** What needs to be done **
Please recast the entries as a Markdown table with the columns Row and Line, numbering each row and leaving out blank lines. Begin at the start of the entries and stop after the line that contains "[[158, 450]]".

** Data to use **
<<<<

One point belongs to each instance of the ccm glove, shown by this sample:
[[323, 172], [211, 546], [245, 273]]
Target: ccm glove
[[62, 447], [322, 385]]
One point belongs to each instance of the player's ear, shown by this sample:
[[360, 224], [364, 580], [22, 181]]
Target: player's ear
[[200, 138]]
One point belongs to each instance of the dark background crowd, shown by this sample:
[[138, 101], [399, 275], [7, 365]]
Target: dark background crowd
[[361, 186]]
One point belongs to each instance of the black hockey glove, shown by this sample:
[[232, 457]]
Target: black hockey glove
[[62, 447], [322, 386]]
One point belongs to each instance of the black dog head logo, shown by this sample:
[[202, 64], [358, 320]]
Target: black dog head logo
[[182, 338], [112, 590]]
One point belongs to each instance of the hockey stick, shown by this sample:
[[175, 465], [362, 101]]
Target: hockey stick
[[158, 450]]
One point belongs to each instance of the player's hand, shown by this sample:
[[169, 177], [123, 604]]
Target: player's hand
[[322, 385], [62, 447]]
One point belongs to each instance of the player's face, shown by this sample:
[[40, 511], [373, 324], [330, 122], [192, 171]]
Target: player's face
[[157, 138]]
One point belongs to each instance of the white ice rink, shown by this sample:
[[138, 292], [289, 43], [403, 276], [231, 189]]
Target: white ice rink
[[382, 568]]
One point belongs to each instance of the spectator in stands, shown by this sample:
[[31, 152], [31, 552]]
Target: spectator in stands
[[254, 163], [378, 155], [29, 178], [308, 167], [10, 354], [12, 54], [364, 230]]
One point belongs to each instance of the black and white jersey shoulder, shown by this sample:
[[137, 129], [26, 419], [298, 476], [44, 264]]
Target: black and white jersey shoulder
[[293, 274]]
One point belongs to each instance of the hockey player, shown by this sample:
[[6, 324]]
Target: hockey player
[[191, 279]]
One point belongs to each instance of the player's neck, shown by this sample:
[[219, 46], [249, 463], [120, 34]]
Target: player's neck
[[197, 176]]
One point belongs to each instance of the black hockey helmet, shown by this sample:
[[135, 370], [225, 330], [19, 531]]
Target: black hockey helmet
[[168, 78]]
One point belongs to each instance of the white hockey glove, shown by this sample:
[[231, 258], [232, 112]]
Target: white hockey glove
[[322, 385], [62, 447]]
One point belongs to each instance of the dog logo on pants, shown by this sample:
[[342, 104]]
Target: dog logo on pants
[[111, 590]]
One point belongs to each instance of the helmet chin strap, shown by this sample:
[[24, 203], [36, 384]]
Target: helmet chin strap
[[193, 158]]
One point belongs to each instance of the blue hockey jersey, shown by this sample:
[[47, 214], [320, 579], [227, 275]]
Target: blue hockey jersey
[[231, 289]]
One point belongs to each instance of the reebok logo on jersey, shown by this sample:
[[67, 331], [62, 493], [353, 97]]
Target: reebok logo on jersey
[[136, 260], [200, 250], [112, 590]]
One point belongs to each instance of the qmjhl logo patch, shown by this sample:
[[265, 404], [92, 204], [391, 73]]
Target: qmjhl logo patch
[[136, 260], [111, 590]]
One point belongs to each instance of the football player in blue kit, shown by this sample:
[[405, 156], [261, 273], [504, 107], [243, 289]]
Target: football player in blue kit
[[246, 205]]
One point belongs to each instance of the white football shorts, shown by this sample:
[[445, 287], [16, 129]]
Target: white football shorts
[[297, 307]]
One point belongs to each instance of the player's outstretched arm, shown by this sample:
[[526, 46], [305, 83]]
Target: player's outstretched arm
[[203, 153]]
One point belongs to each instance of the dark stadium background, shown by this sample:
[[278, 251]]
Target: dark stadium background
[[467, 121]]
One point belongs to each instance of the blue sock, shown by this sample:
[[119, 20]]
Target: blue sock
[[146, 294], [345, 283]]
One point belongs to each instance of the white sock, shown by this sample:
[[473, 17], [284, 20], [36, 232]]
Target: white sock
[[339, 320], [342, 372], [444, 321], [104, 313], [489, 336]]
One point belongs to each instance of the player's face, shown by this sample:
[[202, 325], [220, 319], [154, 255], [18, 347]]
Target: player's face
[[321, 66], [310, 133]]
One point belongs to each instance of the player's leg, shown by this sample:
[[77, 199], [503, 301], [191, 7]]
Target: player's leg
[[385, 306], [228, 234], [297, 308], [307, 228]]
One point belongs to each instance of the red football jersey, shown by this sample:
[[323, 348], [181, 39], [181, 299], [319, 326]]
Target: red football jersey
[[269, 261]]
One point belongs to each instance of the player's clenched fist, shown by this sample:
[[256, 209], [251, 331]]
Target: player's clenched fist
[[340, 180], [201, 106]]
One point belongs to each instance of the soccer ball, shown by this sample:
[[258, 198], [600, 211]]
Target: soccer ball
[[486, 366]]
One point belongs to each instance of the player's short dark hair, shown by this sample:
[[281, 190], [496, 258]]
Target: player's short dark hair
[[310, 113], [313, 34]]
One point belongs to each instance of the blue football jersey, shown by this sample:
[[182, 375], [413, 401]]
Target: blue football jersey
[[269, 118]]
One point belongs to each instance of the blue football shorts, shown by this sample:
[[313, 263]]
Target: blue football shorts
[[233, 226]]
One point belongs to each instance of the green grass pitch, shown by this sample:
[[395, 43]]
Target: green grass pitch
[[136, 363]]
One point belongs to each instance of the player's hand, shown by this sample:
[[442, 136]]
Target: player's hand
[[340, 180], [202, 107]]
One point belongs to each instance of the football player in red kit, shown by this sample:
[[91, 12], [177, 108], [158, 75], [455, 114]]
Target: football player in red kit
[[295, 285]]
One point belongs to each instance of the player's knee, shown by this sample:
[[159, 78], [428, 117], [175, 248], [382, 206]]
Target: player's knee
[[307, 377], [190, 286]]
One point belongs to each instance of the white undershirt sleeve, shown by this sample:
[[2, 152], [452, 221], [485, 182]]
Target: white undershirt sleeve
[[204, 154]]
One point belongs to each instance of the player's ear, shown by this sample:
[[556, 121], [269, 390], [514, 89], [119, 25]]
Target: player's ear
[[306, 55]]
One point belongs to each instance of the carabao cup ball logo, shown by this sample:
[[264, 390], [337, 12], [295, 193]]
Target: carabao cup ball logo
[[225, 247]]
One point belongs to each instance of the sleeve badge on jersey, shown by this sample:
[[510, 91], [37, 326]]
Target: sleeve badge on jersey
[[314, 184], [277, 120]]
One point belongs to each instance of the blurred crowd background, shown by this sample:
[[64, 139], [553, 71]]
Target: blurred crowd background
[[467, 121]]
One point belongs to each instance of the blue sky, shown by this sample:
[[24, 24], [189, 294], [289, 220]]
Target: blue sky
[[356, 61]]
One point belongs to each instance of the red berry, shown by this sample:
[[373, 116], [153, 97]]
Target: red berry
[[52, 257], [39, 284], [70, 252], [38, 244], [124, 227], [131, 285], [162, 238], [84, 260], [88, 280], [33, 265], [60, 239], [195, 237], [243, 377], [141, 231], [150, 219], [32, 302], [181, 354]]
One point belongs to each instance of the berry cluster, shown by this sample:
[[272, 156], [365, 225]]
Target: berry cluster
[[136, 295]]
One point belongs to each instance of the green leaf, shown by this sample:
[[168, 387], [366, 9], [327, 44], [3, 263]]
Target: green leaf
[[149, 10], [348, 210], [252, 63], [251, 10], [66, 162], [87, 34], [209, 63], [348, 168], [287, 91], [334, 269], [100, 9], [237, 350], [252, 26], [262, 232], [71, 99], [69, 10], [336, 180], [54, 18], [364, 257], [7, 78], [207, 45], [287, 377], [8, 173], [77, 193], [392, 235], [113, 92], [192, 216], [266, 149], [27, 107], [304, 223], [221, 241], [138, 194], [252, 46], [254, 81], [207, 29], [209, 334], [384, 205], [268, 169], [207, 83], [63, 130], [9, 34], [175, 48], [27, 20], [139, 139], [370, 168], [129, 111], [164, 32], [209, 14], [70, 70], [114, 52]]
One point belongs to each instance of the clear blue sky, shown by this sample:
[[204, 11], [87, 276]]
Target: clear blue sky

>>>>

** Exercise result **
| Row | Line |
|---|---|
| 1 | One point belongs to each instance of the ccm glove, shown by this sample: |
| 2 | [[323, 172], [211, 546], [245, 273]] |
| 3 | Target: ccm glove |
| 4 | [[62, 447], [322, 385]] |
| 5 | One point belongs to each instance of the player's ear, shown by this sample: |
| 6 | [[360, 224], [364, 580], [22, 181]] |
| 7 | Target: player's ear |
| 8 | [[200, 138]] |
| 9 | One point belongs to each instance of the dark background crowd, shown by this sample: |
| 10 | [[138, 101], [399, 275], [7, 365]] |
| 11 | Target: dark background crowd |
| 12 | [[361, 186]] |
| 13 | One point belongs to each instance of the black hockey glove, shown by this sample: |
| 14 | [[232, 457]] |
| 15 | Target: black hockey glove |
| 16 | [[62, 447], [322, 386]] |
| 17 | One point belongs to each instance of the black dog head logo, shown by this sample: |
| 18 | [[202, 64], [358, 320]] |
| 19 | Target: black dog head logo |
| 20 | [[182, 338], [112, 590]] |
| 21 | One point belongs to each instance of the hockey stick, shown by this sample: |
| 22 | [[175, 465], [362, 101]] |
| 23 | Target: hockey stick |
| 24 | [[158, 450]] |